* BEGIN Data extract *

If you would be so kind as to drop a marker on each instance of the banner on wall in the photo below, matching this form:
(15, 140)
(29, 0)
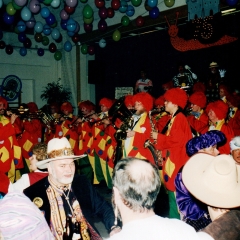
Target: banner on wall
(123, 91)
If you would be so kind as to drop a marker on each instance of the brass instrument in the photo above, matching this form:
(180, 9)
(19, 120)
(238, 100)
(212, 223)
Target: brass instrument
(157, 154)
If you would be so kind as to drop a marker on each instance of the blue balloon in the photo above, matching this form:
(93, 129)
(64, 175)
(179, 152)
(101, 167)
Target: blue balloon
(64, 24)
(45, 12)
(23, 51)
(152, 3)
(22, 37)
(130, 11)
(46, 30)
(154, 13)
(123, 6)
(8, 19)
(50, 20)
(67, 46)
(40, 52)
(71, 25)
(21, 26)
(38, 27)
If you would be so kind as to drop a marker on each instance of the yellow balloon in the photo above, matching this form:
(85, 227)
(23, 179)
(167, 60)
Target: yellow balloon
(169, 3)
(116, 35)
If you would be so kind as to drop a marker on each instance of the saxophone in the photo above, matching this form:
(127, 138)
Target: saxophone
(157, 154)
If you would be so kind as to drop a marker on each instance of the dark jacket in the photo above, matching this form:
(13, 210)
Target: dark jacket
(90, 201)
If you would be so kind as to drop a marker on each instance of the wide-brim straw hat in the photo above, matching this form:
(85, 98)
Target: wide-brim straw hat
(213, 180)
(58, 149)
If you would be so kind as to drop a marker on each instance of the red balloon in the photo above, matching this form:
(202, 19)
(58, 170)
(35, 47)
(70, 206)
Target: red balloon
(52, 47)
(91, 50)
(139, 21)
(69, 10)
(99, 3)
(115, 4)
(76, 38)
(111, 12)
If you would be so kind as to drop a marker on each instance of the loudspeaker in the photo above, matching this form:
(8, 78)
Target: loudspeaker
(96, 72)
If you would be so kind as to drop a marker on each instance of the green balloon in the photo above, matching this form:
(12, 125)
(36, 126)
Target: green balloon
(84, 49)
(57, 55)
(87, 11)
(125, 20)
(10, 9)
(16, 6)
(88, 20)
(116, 35)
(45, 40)
(136, 3)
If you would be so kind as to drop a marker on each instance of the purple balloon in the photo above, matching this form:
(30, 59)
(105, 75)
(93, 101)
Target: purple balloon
(103, 13)
(34, 6)
(102, 25)
(88, 27)
(64, 15)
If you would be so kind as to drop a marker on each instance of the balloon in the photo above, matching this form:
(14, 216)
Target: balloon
(22, 37)
(64, 15)
(152, 3)
(55, 33)
(71, 25)
(76, 38)
(31, 23)
(38, 37)
(26, 14)
(34, 6)
(84, 49)
(27, 43)
(139, 21)
(46, 30)
(102, 43)
(69, 10)
(55, 3)
(87, 11)
(91, 50)
(67, 46)
(10, 9)
(125, 21)
(71, 3)
(64, 24)
(45, 40)
(99, 3)
(40, 52)
(23, 51)
(88, 20)
(111, 12)
(154, 13)
(123, 6)
(52, 47)
(38, 27)
(8, 19)
(50, 20)
(136, 3)
(102, 12)
(45, 12)
(9, 49)
(102, 25)
(116, 35)
(21, 26)
(20, 3)
(88, 27)
(57, 55)
(232, 3)
(130, 11)
(115, 4)
(2, 44)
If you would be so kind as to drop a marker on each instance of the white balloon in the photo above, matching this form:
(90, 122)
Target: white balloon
(102, 43)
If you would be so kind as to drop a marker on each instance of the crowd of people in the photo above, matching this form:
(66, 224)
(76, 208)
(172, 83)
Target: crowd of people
(186, 141)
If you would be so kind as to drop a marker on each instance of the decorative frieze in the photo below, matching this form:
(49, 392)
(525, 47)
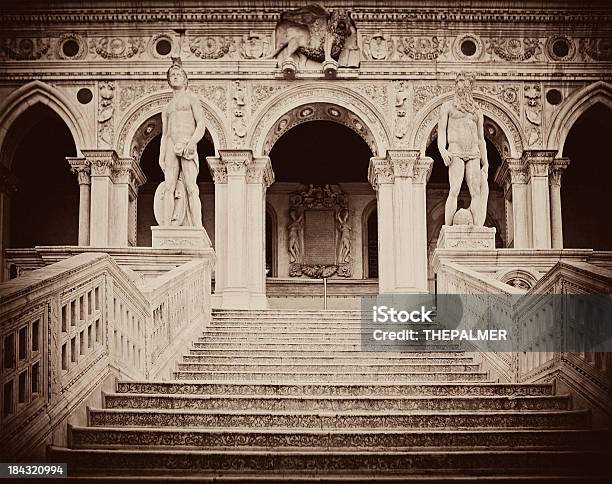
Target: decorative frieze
(106, 109)
(515, 49)
(116, 48)
(533, 114)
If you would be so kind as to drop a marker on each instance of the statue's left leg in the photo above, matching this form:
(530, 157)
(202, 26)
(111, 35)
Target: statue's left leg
(190, 175)
(472, 178)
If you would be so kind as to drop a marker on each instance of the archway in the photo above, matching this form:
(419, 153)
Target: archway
(326, 160)
(586, 203)
(44, 209)
(145, 148)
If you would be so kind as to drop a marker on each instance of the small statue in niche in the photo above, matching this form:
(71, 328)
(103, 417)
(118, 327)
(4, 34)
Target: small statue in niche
(344, 240)
(295, 229)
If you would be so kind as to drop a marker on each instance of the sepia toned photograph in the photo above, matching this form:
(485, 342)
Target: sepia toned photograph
(287, 241)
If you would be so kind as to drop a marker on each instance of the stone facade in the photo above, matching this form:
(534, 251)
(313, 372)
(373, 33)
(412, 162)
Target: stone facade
(108, 86)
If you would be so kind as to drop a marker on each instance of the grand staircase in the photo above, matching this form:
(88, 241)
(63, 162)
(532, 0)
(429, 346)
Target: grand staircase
(288, 396)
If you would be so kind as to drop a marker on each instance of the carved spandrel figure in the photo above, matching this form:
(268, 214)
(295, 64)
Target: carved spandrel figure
(177, 198)
(462, 146)
(295, 237)
(344, 229)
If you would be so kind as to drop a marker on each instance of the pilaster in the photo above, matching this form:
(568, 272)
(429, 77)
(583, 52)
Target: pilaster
(538, 163)
(559, 165)
(399, 180)
(102, 163)
(241, 182)
(80, 166)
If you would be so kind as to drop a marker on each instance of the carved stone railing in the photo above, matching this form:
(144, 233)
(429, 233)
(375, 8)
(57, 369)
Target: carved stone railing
(586, 374)
(487, 300)
(545, 331)
(68, 329)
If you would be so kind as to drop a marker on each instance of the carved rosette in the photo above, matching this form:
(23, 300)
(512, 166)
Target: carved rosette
(80, 167)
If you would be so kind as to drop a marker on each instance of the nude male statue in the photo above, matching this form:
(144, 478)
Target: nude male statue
(182, 128)
(462, 146)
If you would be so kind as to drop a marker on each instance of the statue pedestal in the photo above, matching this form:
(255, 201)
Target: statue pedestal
(176, 237)
(466, 237)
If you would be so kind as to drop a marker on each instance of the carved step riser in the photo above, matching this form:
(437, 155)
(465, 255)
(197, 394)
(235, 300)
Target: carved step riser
(416, 389)
(332, 377)
(388, 463)
(358, 369)
(360, 356)
(147, 418)
(163, 438)
(177, 402)
(322, 347)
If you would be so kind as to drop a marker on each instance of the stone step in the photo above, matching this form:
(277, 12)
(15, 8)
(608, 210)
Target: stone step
(201, 439)
(252, 353)
(336, 389)
(569, 419)
(321, 463)
(256, 402)
(200, 356)
(237, 346)
(379, 368)
(320, 377)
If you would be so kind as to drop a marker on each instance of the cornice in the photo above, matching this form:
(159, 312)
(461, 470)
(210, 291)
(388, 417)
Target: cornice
(188, 15)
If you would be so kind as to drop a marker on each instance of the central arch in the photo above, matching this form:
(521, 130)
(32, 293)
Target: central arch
(286, 110)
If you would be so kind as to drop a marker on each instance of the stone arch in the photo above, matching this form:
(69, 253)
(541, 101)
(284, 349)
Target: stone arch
(521, 278)
(359, 108)
(575, 105)
(38, 92)
(142, 112)
(369, 210)
(427, 120)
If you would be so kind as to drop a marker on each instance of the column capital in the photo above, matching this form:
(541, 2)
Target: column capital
(422, 169)
(403, 162)
(538, 161)
(380, 172)
(559, 165)
(8, 181)
(236, 161)
(101, 161)
(260, 171)
(80, 166)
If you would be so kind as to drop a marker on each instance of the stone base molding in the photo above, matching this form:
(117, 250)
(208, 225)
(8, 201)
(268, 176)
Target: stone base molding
(466, 237)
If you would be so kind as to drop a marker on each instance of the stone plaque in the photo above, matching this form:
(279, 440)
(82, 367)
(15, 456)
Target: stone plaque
(319, 237)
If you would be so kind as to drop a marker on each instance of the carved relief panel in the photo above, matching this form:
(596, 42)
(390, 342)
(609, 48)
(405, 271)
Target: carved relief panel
(319, 233)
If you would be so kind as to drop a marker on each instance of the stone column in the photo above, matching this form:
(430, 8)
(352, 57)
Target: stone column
(380, 175)
(102, 163)
(8, 186)
(513, 172)
(219, 174)
(127, 177)
(399, 180)
(81, 167)
(556, 224)
(422, 170)
(240, 184)
(538, 162)
(259, 177)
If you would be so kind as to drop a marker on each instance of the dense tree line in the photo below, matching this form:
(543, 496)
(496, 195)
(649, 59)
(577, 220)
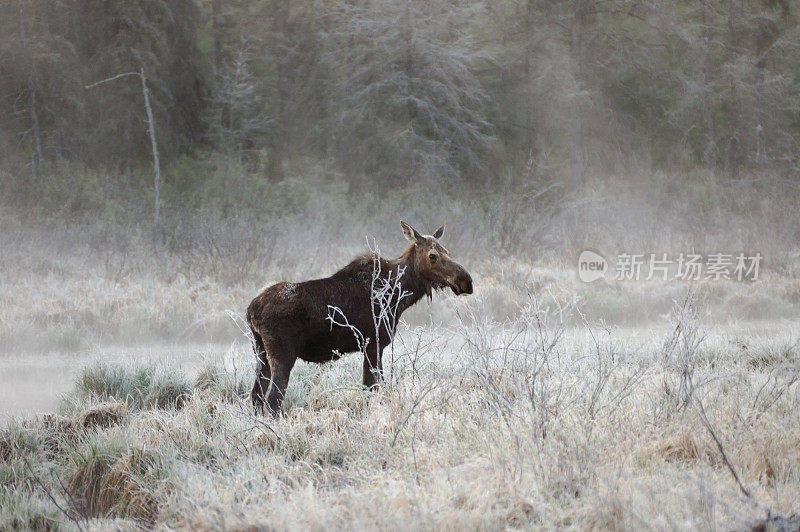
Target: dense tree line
(405, 89)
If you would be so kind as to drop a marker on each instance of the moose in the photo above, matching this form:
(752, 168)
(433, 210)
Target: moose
(294, 320)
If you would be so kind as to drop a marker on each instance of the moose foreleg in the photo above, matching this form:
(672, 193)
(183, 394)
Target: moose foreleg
(372, 374)
(281, 369)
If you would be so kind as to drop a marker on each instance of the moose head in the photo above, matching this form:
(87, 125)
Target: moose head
(431, 261)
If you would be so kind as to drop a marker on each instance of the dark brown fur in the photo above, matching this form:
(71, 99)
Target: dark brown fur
(291, 320)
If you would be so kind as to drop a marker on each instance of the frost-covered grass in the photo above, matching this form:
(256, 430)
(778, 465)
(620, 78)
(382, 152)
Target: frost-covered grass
(532, 422)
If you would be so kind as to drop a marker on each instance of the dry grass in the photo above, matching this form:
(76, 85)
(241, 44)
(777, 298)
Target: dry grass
(508, 409)
(522, 424)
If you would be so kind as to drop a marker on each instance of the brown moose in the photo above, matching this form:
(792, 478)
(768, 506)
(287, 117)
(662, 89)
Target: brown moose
(294, 320)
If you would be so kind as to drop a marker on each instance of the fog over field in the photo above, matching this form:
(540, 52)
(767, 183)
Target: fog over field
(619, 179)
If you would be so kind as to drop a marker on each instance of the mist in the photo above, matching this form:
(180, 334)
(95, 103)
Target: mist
(620, 179)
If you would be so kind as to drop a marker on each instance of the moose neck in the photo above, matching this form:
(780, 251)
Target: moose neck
(412, 282)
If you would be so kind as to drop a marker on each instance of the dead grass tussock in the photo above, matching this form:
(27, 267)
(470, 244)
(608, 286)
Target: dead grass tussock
(683, 447)
(104, 486)
(103, 415)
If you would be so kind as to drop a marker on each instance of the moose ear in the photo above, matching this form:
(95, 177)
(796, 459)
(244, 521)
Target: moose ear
(410, 233)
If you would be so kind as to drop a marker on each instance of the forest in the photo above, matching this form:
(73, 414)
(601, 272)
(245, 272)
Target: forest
(444, 92)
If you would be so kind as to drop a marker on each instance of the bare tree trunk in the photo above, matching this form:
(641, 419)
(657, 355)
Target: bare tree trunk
(710, 153)
(733, 145)
(216, 24)
(37, 136)
(152, 130)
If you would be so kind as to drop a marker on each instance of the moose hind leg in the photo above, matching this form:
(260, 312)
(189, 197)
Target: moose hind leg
(263, 373)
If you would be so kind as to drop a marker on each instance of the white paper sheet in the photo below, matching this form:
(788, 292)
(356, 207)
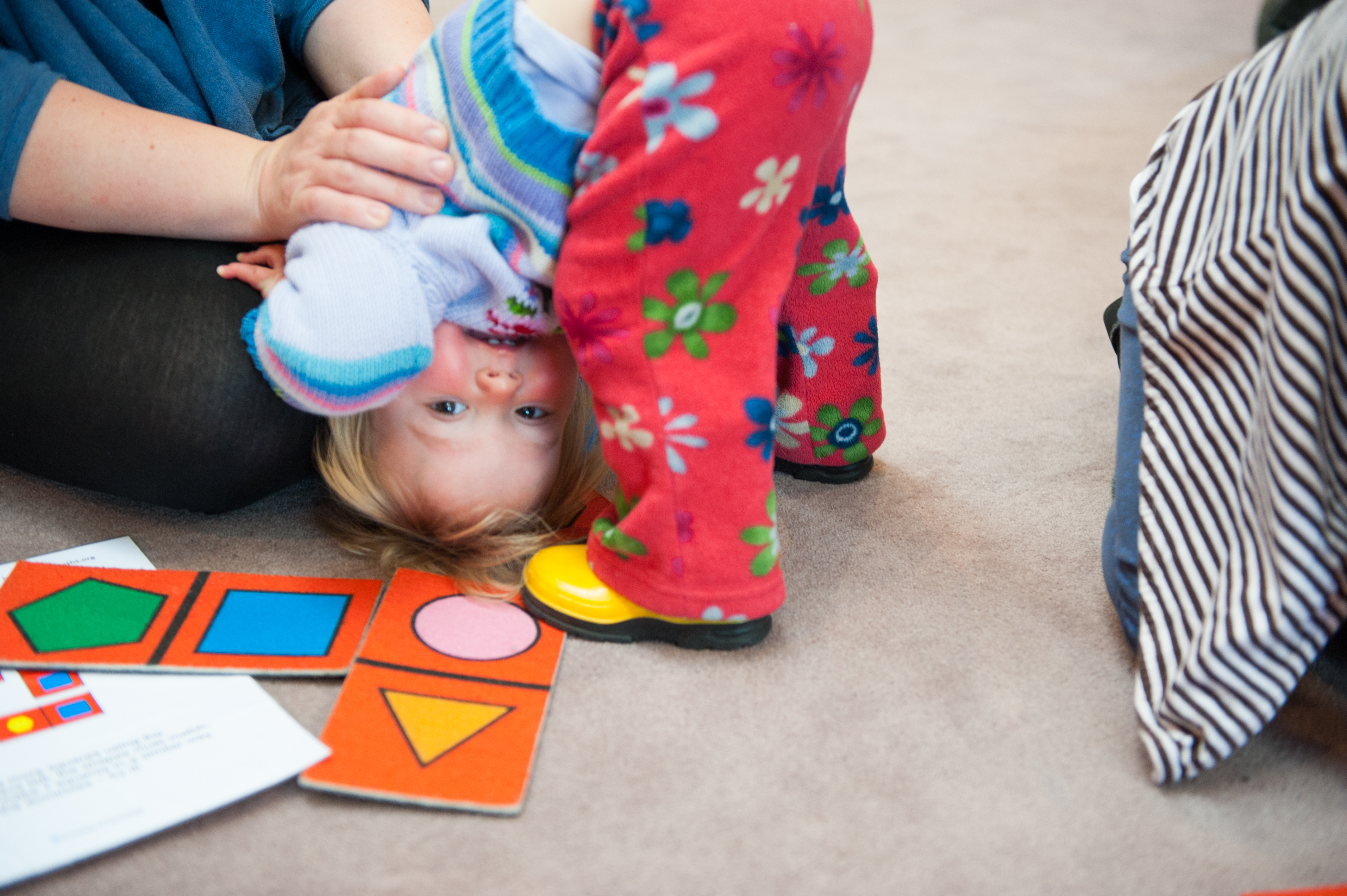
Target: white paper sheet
(165, 748)
(116, 553)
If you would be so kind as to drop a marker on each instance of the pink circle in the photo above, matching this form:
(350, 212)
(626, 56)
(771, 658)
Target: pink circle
(469, 630)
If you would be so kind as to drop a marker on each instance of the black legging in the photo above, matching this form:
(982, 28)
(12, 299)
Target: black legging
(122, 371)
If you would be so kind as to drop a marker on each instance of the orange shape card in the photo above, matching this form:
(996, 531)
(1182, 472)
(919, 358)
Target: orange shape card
(445, 704)
(182, 622)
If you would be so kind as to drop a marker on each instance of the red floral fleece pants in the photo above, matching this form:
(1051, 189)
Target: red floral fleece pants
(716, 290)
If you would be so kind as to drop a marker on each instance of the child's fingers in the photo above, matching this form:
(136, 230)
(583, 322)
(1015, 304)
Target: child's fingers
(259, 278)
(271, 255)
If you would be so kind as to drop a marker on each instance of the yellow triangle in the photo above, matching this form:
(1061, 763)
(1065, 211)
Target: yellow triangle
(435, 725)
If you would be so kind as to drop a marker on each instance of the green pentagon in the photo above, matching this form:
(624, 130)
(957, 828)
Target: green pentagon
(90, 613)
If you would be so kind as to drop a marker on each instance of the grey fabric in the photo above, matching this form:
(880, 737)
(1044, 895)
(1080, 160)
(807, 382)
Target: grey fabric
(945, 705)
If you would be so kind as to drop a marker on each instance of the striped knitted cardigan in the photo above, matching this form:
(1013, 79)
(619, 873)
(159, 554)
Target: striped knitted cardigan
(354, 321)
(510, 159)
(1240, 278)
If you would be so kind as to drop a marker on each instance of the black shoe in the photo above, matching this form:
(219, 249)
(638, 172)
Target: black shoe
(828, 475)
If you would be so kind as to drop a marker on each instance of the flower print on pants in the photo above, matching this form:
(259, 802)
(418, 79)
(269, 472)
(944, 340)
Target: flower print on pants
(843, 263)
(693, 313)
(776, 184)
(813, 66)
(663, 104)
(844, 434)
(663, 221)
(829, 202)
(588, 328)
(766, 535)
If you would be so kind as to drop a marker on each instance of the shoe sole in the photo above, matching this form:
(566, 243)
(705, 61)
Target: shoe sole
(693, 637)
(828, 475)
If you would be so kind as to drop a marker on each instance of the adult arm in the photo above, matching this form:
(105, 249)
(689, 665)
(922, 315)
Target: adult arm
(96, 164)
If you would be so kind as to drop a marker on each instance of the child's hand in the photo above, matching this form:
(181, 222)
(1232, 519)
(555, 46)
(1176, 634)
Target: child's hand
(260, 269)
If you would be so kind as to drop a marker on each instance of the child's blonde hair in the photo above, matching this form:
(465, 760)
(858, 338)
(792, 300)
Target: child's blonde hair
(487, 557)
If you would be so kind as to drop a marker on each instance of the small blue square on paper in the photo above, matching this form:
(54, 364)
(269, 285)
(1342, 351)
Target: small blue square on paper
(75, 709)
(54, 681)
(275, 624)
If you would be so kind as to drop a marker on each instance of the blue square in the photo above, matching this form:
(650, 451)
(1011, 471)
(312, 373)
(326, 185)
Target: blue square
(75, 711)
(54, 681)
(275, 624)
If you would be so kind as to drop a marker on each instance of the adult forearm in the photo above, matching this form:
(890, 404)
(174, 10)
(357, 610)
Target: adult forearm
(96, 164)
(352, 40)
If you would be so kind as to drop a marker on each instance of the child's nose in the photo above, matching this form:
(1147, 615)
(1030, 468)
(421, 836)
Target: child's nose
(498, 382)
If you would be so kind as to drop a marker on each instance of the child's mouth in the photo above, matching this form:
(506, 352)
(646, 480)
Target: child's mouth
(499, 341)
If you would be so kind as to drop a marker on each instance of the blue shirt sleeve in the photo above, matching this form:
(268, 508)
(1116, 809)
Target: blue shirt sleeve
(23, 87)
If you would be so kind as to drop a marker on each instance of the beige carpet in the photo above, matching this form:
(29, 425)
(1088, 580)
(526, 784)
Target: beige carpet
(946, 702)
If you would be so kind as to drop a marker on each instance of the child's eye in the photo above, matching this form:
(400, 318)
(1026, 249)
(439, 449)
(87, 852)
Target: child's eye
(449, 409)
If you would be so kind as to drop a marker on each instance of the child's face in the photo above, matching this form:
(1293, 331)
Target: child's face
(481, 428)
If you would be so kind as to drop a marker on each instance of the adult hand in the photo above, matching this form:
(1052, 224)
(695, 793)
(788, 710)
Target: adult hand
(343, 162)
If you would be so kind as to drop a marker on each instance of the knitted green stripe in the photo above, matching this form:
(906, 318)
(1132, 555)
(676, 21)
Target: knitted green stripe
(493, 128)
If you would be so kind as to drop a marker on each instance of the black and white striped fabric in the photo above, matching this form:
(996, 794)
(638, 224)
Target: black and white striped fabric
(1240, 275)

* END Data extract *

## Objective
Rewrite everything from the line containing "of the knitted" down to the end of the entries, replacing "knitted green stripe" with "woolen green stripe" and changing nothing else; return only those lines.

## Task result
If you would be so kind as to drop a marker on each instance of the woolen green stripe in the photo above, matching this form:
(906, 318)
(1132, 555)
(676, 21)
Target: woolen green stripe
(493, 128)
If you would be so kind as to drop a marker on each instance of the black and white striped fabric in the photo above, matching this form:
(996, 794)
(638, 224)
Target: black and white striped fabric
(1240, 275)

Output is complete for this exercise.